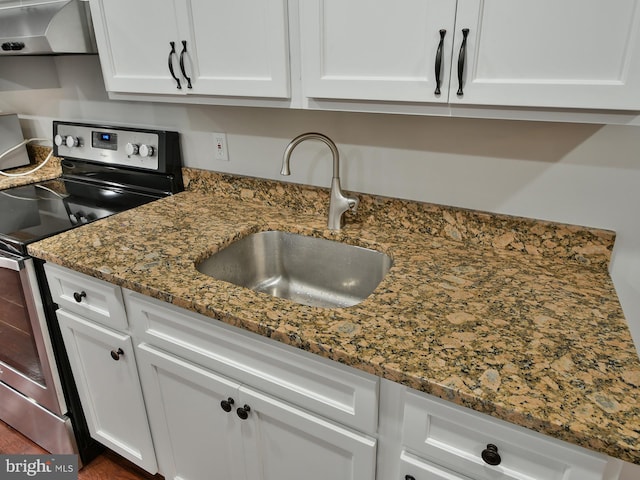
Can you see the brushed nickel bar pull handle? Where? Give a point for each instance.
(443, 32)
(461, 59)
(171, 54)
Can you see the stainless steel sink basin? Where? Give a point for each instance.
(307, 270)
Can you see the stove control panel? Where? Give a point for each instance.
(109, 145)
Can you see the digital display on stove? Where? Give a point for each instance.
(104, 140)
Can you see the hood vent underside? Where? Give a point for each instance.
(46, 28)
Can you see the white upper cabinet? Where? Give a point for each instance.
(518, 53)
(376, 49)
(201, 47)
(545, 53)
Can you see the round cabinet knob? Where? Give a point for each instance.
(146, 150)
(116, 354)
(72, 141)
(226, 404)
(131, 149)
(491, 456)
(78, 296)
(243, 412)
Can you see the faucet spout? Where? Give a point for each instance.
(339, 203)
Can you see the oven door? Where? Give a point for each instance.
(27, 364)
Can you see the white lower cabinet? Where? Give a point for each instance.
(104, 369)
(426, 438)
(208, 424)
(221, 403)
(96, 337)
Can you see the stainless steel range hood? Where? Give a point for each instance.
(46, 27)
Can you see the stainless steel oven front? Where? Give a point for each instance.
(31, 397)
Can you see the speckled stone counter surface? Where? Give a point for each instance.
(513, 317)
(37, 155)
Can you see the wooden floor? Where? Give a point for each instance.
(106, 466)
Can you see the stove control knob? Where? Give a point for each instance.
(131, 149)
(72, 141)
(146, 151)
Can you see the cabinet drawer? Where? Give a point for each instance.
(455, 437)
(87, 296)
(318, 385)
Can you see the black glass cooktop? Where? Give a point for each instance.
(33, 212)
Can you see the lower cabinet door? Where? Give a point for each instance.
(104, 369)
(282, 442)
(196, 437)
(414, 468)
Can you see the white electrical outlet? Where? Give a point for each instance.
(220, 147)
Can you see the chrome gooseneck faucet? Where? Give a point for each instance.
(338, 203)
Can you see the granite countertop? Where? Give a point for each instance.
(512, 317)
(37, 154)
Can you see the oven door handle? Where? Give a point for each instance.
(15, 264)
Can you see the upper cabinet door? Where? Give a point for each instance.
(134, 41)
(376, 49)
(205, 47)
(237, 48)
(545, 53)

* * *

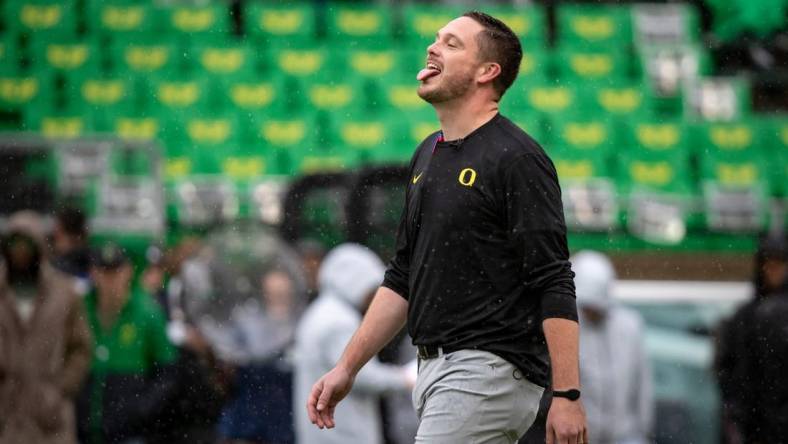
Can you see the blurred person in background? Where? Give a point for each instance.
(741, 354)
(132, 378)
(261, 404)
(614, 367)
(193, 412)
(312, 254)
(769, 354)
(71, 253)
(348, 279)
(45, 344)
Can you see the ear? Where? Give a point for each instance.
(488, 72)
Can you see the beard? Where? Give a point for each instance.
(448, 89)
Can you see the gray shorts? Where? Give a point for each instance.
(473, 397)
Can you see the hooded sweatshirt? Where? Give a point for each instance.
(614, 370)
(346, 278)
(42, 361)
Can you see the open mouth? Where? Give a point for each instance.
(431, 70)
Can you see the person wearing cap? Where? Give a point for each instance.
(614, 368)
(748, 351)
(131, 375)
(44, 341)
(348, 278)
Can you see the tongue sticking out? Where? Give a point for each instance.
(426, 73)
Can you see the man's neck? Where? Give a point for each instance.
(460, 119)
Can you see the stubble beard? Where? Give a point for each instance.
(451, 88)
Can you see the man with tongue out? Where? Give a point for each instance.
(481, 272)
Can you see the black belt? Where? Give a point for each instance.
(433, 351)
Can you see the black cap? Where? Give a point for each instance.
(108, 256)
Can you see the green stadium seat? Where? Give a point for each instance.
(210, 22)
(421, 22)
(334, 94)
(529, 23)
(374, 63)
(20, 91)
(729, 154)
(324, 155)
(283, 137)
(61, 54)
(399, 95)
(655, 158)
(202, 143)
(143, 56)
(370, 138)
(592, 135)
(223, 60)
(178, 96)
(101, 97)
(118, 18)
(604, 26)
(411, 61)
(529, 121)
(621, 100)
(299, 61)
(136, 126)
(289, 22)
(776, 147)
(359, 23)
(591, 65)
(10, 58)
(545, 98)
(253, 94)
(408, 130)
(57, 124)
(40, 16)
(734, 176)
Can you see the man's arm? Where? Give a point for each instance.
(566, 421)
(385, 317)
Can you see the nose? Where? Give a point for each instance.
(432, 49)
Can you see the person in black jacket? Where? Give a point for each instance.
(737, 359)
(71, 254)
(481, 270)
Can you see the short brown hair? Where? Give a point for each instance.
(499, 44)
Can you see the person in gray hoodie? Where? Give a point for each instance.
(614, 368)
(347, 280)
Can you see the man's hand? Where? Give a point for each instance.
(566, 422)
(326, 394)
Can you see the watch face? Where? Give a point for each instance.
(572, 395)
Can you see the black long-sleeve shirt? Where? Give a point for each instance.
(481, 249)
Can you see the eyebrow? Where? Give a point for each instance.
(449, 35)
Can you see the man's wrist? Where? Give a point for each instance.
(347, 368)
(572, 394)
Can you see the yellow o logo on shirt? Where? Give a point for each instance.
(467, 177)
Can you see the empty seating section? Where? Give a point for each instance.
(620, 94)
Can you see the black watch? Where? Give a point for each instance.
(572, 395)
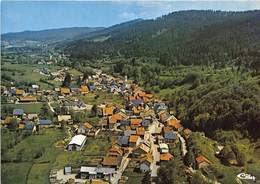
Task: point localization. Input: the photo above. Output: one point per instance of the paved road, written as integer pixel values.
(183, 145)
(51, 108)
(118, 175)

* * *

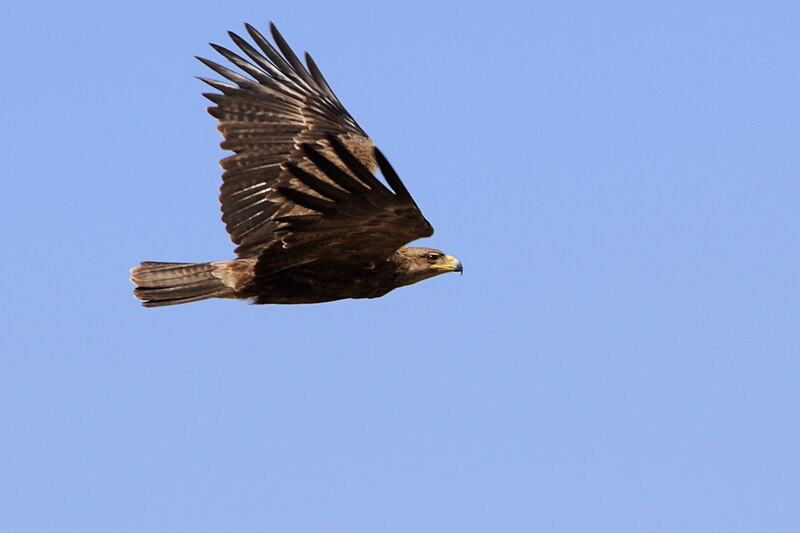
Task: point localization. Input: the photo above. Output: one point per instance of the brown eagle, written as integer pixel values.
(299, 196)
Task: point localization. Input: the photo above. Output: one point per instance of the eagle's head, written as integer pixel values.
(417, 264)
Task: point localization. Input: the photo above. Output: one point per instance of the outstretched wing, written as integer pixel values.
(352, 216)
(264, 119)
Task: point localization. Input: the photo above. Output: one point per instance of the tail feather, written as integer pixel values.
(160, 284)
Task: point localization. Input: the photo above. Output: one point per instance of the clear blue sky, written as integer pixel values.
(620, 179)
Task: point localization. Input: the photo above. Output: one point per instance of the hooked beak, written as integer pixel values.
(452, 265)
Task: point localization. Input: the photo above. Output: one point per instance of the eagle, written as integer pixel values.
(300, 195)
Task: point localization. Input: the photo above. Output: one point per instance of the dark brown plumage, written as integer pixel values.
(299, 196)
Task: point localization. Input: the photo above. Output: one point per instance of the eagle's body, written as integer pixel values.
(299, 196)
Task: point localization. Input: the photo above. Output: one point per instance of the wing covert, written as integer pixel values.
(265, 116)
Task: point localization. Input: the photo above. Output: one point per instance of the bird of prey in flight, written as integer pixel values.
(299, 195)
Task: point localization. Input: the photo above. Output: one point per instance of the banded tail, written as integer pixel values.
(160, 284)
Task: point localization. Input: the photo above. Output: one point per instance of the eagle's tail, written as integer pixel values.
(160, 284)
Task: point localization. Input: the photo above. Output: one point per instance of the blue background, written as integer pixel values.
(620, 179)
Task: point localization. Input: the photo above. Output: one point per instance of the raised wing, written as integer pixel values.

* * *

### Task goal
Output should match, line for line, the stretch of the material above from the line holding "sky, written as integer pixel values." through the line holding "raised wing, written as integer pixel values.".

### Result of the task
Task: point localization. Input: the photo above. Output: one point per instance of the clear blue sky, written as integer pixel values.
(620, 179)
Task: point localization. Input: the photo above. Output: one point per instance of the hooked beak, written as integer pixel values.
(452, 265)
Task: point localization. Input: the photo above. Output: one point per instance of the eagle, written as integer pixel values.
(300, 195)
Task: point localization. Input: the photo above. Output: one point per instance of the dark brown plumage, written as integer pixel values.
(299, 196)
Task: point localization. Input: the photo above. Output: one point per instance of the eagle's body, written as integer pixel values.
(299, 196)
Task: point localization. Input: the photo above. Output: one point per instance of the wing covert, written as integer pixel values.
(265, 116)
Task: point localization. Input: the photo above. Output: one point per instance of the bird of prey in flight, written as integer pixel values.
(299, 195)
Task: point localization. Input: the photo above. Output: one point per instance of the banded tail, written as integer pixel values.
(160, 284)
Task: point localization. Input: the photo above. Output: one point per instance of the eagle's tail, written as integer pixel values.
(160, 284)
Task: point localization. Input: the photo above. Output: one point per instance of the blue background, written as integer pixel values.
(620, 179)
Task: point localization. Input: the photo above. Output: one point per instance of the raised wing, written as integer pixel values.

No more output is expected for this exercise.